====== SELECTED EXCERPT

Practice Questions for CSIR NET Group Theory : Sylows' Theorems and Their Applications III

21. If \( Z(G) \) denotes the center of a group \( G \), then the order of the quotient group \( \frac{G}{Z(G)} \) cannot be:

(a.) 4
(b.) 6
(c.) 15
(d.) 25

22. Let \( G \) be a group of order 45. Let \( H \) be a 3-Sylow subgroup of \( G \) and \( K \) be a 5-Sylow subgroup of \( G \). Then:

(a.) Both \( H \) and \( K \) are normal in \( G \)
(b.) \( H \) is normal in \( G \) but \( K \) is not normal in \( G \)
(c.) \( H \) is not normal in \( G \) but \( K \) is normal in \( G \)
(d.) Both \( H \) and \( K \) are not normal in \( G \)

23. Let \( G \) be the group with the generators \( a \) and \( b \) given by \( G = \langle a, b: a^{4} = b^{2} = e, ba = a^{-1}b \rangle \). If \( Z(G) \) denotes the center of \( G \), then \( \frac{G}{Z(G)} \) is isomorphic to:

(a.) The trivial group
(b.) \( \mathbb{Z}_{2} \)
(c.) \( \mathbb{Z}_{2} \times \mathbb{Z}_{2} \)
(d.) \( \mathbb{Z}_{4} \)

24. The number of 5-Sylow subgroups of \( \mathbb{Z}_{20} \) is:

(a.) 1
(b.) 4
(c.) 5
(d.) 6

25. Up to isomorphism, the number of abelian groups of order \(10^{5}\) is:

(a.) 2
(b.) 5
(c.) 7
(d.) 49

26. Let \(G\) be a finite group of order 200. Then the number of subgroups of \(G\) of order 25 is:

(a.) 1
(b.) 4
(c.) 5
(d.) 10

27. Which of the following is false:

(a.) Any abelian group of order 27 is cyclic.
(b.) Any abelian group of order 14 is cyclic.
(c.) Any abelian group of order 21 is cyclic.
(d.) Any abelian group of order 30 is cyclic.

28. For which of the following integers \(n\) is every group of order \(n\) abelian?

(a.) \(n=6\)
(b.) \(n=9\)
(c.) \(n=12\)
(d.) \(n=18\)

============

REQUEST 1
From the group theory practice questions, extract the part that opens with the words containing "21. If \( Z(G)" and closes with "K \) is normal in \( G \)".
REQUEST 2
Answer these questions using the group theory practice questions:
(a) What order is given for the group \(G\) in question 22?
(b) What order is given for the finite group \(G\) in question 26?
(c) Which values of \(n\) are offered as choices in question 28?
REQUEST 3
Proceed with the group theory practice questions, picking up right after the last question shown.

====== INFORMATION GIVEN

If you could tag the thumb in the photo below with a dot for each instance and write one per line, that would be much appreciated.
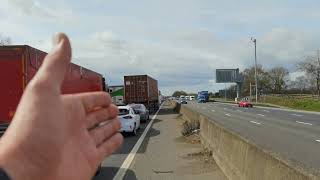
(53, 69)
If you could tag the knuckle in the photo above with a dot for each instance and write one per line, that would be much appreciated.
(41, 85)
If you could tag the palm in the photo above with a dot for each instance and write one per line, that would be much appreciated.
(59, 135)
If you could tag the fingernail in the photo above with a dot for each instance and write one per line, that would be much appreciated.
(57, 39)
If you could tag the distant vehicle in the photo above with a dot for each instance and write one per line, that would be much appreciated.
(201, 99)
(183, 100)
(204, 95)
(141, 89)
(19, 64)
(142, 111)
(245, 103)
(130, 121)
(117, 94)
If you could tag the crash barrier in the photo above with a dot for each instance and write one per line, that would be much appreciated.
(241, 159)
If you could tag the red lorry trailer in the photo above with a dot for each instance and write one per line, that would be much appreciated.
(141, 89)
(18, 65)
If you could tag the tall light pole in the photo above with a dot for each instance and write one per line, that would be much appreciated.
(255, 66)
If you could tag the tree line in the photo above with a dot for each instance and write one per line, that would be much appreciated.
(276, 80)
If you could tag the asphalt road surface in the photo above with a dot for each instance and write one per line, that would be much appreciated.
(163, 154)
(293, 134)
(112, 164)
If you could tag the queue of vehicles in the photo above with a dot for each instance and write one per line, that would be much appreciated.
(136, 98)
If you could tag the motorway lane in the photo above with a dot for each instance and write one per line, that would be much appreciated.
(295, 135)
(111, 165)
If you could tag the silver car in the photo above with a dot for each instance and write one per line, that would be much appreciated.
(142, 111)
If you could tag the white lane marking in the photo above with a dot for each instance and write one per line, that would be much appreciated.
(300, 122)
(255, 122)
(298, 115)
(127, 162)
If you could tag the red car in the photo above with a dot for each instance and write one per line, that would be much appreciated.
(245, 104)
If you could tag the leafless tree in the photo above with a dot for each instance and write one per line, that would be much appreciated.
(301, 83)
(311, 66)
(279, 78)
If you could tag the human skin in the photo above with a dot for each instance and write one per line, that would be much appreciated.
(54, 136)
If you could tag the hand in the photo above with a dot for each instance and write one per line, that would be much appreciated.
(54, 136)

============

EXPECTED OUTPUT 1
21. If \( Z(G) \) denotes the center of a group \( G \), then the order of the quotient group \( \frac{G}{Z(G)} \) cannot be:

(a.) 4
(b.) 6
(c.) 15
(d.) 25

22. Let \( G \) be a group of order 45. Let \( H \) be a 3-Sylow subgroup of \( G \) and \( K \) be a 5-Sylow subgroup of \( G \). Then:

(a.) Both \( H \) and \( K \) are normal in \( G \)
(b.) \( H \) is normal in \( G \) but \( K \) is not normal in \( G \)
(c.) \( H \) is not normal in \( G \) but \( K \) is normal in \( G \)

EXPECTED OUTPUT 2
(a) 45
(b) 200
(c) 6, 9, 12 and 18

EXPECTED OUTPUT 3
29. Let \(G\) be a group of order 121. Then:

(a.) \(G\) must be cyclic
(b.) \(G\) must have an element of order 11
(c.) \(G\) must have an element of order 121
(d.) \(G\) cannot have an element of order 11

30. The number of mutually non-isomorphic groups of order 45 is:

(a.) 0
(b.) 1
(c.) 2
(d.) 4

31. Consider a group \(G\) of order 21, choose the correct:

(a.) If \(G\) has a unique subgroup of order 3 then \(G\) is cyclic
(b.) If \(G\) is non-cyclic, then there are 14 elements of order 3
(c.) If \(G\) has exactly two elements of order 3 then \(\forall a \in G, N(a)=G\) (the normalizer)
(d.) Converse of Lagrange's theorem holds for group \(G\)

32. Let \(G\) be a group of order 159 and let \(H=\left\{x \in G \mid x^{53}=e\right\}\) then:

(a.) \(H\) is a normal subgroup of \(G\)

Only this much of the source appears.